▶ [Task goal]
Copy the rows below exactly as they appear, line by line, without changing anything.

----- Provided information -----

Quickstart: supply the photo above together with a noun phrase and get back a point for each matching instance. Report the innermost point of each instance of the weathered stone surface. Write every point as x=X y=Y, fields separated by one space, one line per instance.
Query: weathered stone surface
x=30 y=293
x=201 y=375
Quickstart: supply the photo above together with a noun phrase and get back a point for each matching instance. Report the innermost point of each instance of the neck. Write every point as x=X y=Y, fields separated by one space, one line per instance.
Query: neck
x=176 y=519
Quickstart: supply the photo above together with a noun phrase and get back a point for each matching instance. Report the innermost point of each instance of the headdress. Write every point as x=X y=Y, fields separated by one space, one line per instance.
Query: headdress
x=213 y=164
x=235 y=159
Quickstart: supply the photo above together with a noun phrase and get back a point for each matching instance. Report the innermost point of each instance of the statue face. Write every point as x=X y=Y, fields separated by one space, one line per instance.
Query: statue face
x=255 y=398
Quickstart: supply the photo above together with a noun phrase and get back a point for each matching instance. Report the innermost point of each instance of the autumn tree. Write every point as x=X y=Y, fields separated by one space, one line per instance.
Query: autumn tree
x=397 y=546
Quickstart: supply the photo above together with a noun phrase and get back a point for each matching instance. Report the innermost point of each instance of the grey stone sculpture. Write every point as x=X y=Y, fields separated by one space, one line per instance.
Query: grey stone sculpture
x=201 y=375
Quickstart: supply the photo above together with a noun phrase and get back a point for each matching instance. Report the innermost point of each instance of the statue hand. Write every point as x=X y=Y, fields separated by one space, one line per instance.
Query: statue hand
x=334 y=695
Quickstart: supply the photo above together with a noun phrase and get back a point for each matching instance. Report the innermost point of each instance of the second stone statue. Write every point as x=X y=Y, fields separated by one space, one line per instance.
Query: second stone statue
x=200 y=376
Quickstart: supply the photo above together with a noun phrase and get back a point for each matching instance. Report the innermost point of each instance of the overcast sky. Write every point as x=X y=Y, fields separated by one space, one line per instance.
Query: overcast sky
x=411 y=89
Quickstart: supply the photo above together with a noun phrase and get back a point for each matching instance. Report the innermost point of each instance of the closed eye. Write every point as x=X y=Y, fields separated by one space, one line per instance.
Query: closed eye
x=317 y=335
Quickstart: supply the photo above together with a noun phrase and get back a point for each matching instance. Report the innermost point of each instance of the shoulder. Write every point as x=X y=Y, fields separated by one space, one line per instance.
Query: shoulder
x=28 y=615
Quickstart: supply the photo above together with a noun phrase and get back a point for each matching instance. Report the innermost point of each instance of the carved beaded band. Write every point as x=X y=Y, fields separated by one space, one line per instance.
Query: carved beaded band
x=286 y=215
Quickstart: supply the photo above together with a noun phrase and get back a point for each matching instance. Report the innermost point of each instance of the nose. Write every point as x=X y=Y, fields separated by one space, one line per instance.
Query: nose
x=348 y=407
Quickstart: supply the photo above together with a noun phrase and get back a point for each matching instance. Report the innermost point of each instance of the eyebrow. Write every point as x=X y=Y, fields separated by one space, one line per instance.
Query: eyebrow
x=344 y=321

-----

▶ [Completed task]
Quickstart: supply the photo above together with a noun phrase and get back a point for each matching instance. Report the innermost point of each instance of the weathered stone surface. Write every point as x=X y=Y, fields separated by one space, one line per instance.
Query: weathered stone surface
x=30 y=293
x=201 y=375
Quickstart: supply the photo above together with a noun phrase and get back a point for each matching instance. Report the innermost point of each instance of the neck. Write every point as x=X y=Y, fields separated by one space, one line per instance.
Query: neck
x=176 y=519
Quickstart: supply the photo above together with a noun phrase and get back a point for each matching instance. Report the innermost point of each instance of the headdress. Write every point as x=X y=Y, fields separated by one space, one line per instance.
Query: headdress
x=213 y=164
x=235 y=159
Quickstart: supply the photo above together with a noun phrase and get back a point for each matching instance. Report the innermost point of each instance of the statue face. Write every point as x=X y=Y, fields separated by one space, one line per instance.
Query: statue face
x=255 y=398
Quickstart: supply the photo above together with a noun phrase and get back a point for each matching instance. Report the innermost point of each instance of the autumn tree. Write every point as x=X y=Y, fields separated by one space, one line per instance.
Query: autumn tree
x=397 y=546
Quickstart: supply the photo above together with a noun phrase and get back a point for each matching instance. Report the innermost point of each instance of the grey stone sculpture. Write every point as x=X y=Y, fields separated by one space, one line per instance.
Query: grey stone sculpture
x=201 y=375
Quickstart: supply the photo above together with a noun phrase and get back a point for each matching instance. Report the innermost point of each instance of the statue hand. Write every point as x=X y=Y, fields separated by one space, one line per instance.
Query: statue hand
x=334 y=695
Quickstart: supply the photo above together with a noun phrase and get back a point for each matching instance. Report the innermost point of each instance of the second stone statue. Write every point as x=X y=Y, fields separated by one space, one line per instance.
Query: second stone statue
x=200 y=376
Quickstart: supply the photo above together with a noun phrase and get back a point for each matching instance. Report the innermost point of each instance of the overcast sky. Write every point as x=X y=Y, fields separated by one space, one line per instance.
Query: overcast sky
x=411 y=89
Quickstart: supply the photo above together with a noun phrase and get back a point for each matching instance. Report the innermost point of each instance of the closed eye. Write every point as x=X y=Y, fields separated by one space, one line per instance.
Query: closed eye
x=317 y=335
Quickstart: supply the photo above together with a noun phrase and get back a point for each matching instance. Report the innermost point of each instance of the shoulder. Write every point as x=X y=Y, fields separated by one space, one line per instance.
Query: shoulder
x=28 y=615
Quickstart: supply the photo above together with a noun phrase and get back a point for each matching instance. Report the innermost point of each instance of the carved beaded band. Write every point as x=X y=Y, fields separated by one space, one line per instance.
Query: carved beaded band
x=286 y=215
Quickstart: supply the photo above together with a noun phrase and get back a point for each matching instance. Report the innermost point of each instance of the nose. Write every point as x=X y=Y, fields separated by one space, one line per instance.
Query: nose
x=348 y=407
Quickstart: supply the photo above together with a noun phrase and get back a point for each matching instance. Report the innermost point of each instance of the eyebrow. Write every point as x=X y=Y, fields separated by one space, one line per instance.
Query: eyebrow
x=344 y=321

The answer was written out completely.